[Items from a data source]

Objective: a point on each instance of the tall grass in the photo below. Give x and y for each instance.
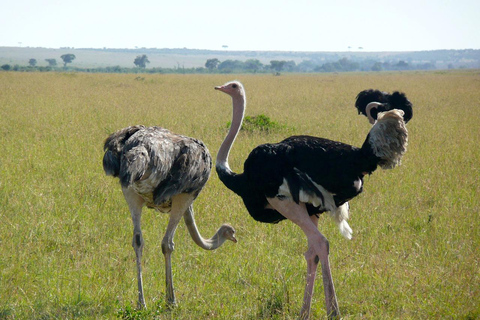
(65, 230)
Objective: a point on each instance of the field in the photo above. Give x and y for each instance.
(66, 233)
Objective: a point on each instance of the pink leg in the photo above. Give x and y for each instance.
(318, 249)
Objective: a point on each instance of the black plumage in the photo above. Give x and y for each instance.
(302, 176)
(396, 100)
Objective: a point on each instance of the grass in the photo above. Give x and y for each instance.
(65, 231)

WHAT NEEDS TO BE DONE
Give every record again without changing a word. Exclude the pictures.

RESPONSE TO THE TASK
Objective: a point on each instance of the tall grass in the photo below. Give x and y for each instance.
(65, 230)
Objective: a point on each instance of the field in the photo above. Give x and y for each instance.
(66, 233)
Objective: a point on each instance of the pink leg in the photo above. Give x and y for each instance.
(318, 249)
Objective: a point on each instance of the black plumage in the photo above. Give x and y for each instance.
(302, 176)
(396, 100)
Objective: a point on each instance of the grass in the photo above. Give x and y for each instance.
(65, 231)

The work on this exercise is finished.